La prensa sensacionalista británica ha vivido esta semana un momento ridículo. Agobiada todavía por el tsunami de los espías de Murdoch, temerosa ante la posible reacción del palacio y de la política, evitó publicar las fotos del príncipe Harry haciendo el ganso en pelotas durante una fiesta loca, aunque hablara profusamente de ellas. Poco duró la autocensura: al día siguiente The Sun, referente del género y buque insignia del imperio Murdoch, imprimía lo que todo el mundo había visto ya, no solo en las páginas de un diario irlandés ajeno a la comedura de coco -The Irish Independent, que se distribuye también en el Reino Unido-, sino en los medios digitales y en las redes sociales, porque las fotos de marras se reenviaron y compartieron cientos de miles, tal vez millones, de veces. En eso reside lo ridículo de la situación: en ignorar que los grandes medios profesionales ya no tienen la exclusiva de la comunicación de masas.

——————

TRABAJO REQUERIDO
- a) ¿Por qué evitó la prensa sensacionalista británica publicar las fotos del príncipe Harry, según el texto sobre esas fotos? Responde en una o dos oraciones.
- b) Indica si cada afirmación coincide con el texto sobre las fotos del príncipe Harry. Responde sí o no y cita entre comillas las palabras del texto que lo deciden.
(i) The Irish Independent también se distribuye en el Reino Unido.
(ii) The Sun publicó las fotos el mismo día en que los demás diarios sensacionalistas hablaron de ellas.
(iii) La prensa sensacionalista no mencionó las fotos mientras se abstenía de publicarlas.
- c) Por favor, escribe lo que sigue a la última oración del texto sobre las fotos del príncipe Harry.

DATOS PARA ANALIZAR
——————

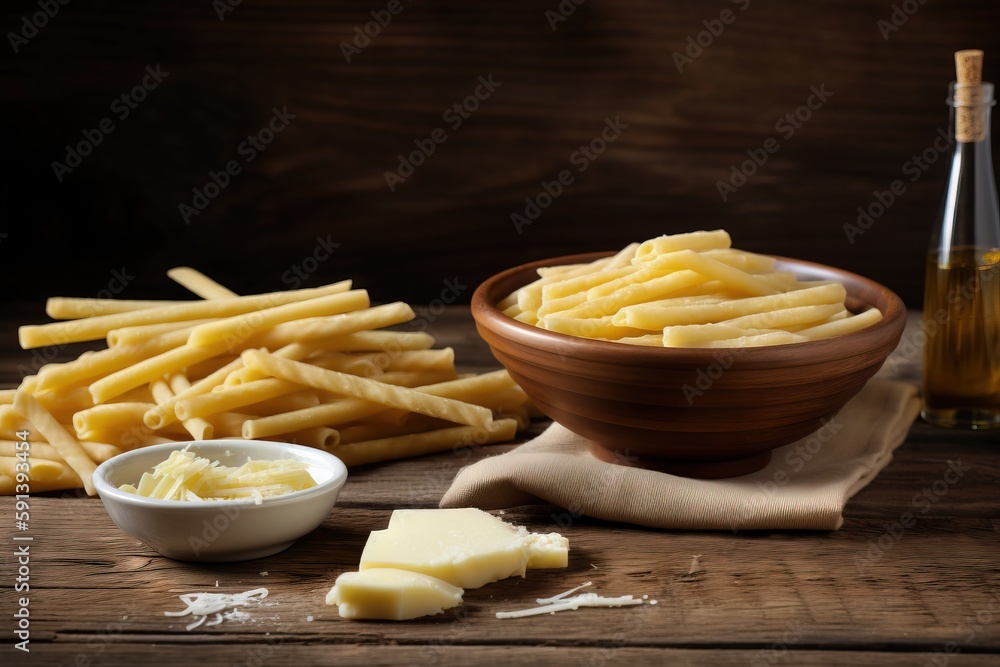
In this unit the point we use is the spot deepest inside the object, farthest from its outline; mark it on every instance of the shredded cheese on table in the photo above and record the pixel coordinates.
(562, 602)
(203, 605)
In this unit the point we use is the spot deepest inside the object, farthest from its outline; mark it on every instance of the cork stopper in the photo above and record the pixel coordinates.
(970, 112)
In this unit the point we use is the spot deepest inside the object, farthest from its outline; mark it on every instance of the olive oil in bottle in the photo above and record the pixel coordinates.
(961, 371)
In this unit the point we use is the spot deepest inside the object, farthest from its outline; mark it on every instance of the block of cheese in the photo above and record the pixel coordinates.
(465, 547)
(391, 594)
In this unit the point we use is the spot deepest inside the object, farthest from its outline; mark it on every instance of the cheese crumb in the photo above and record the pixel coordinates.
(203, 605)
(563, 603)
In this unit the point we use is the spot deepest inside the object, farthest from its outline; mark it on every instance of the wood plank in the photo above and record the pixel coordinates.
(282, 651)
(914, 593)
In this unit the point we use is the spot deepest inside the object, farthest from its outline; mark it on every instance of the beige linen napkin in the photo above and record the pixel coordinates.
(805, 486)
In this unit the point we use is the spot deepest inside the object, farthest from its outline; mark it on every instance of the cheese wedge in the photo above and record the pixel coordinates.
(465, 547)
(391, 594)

——————

RESPUESTAS NUMERADAS
- a) La prensa sensacionalista británica evitó publicarlas porque seguía agobiada por el tsunami de los espías de Murdoch y temía la posible reacción del palacio y de la política.

- b)
(i) Sí: "que se distribuye también en el Reino Unido".
(ii) No: "al día siguiente The Sun, referente del género y buque insignia del imperio Murdoch, imprimía lo que todo el mundo había visto ya".
(iii) No: "aunque hablara profusamente de ellas".

- c)
El verbo «compartir» ha llegado a su máxima expresión gracias al invento de sir Timothy John Berners-Lee, el padre de la web, justamente homenajeado en la ceremonia inaugural de los Juegos de Londres. De nada sirve que los mayores periódicos y las televisiones más vistas se pongan de acuerdo para no divulgar determinadas imágenes: si tienen bastante interés o suficiente morbo, en pocas horas habrán cruzado varias veces el país, saltando de móvil en móvil y de tableta en tableta. Las redes no pueden suplir a los medios profesionales a la hora de jerarquizar, analizar e interpretar las noticias, especialmente las más complicadas, ni a la hora de investigar a fondo aquello que los poderosos quieren ocultar, pero el tipo de escándalo que representan las fotos principescas queda fuera de tales categorías. Se trata de puro chismorreo malsano, ideal para el gran patio de cotilleos que son las redes. Espiar las nalgas del príncipe: pues sí que impulsamos los derechos civiles con tales revelaciones. Pero el mercado lo compra, y por eso hay periódicos basados en conseguir esos materiales, publicarlos y acto seguido quejarse del escándalo y exigir cuentas al dueño de las nalgas espiadas. Es un modelo, y por suerte no es el único. Pero cuando se abraza un modelo, hay que ser consecuente. De lo contrario se perpetra un ridículo tan espantoso como el que desnudaban los quioscos británicos el pasado jueves, con los tabloides dedicando grandes titulares a lo que no mostraban, aunque todos los lectores sabían que lo tenían.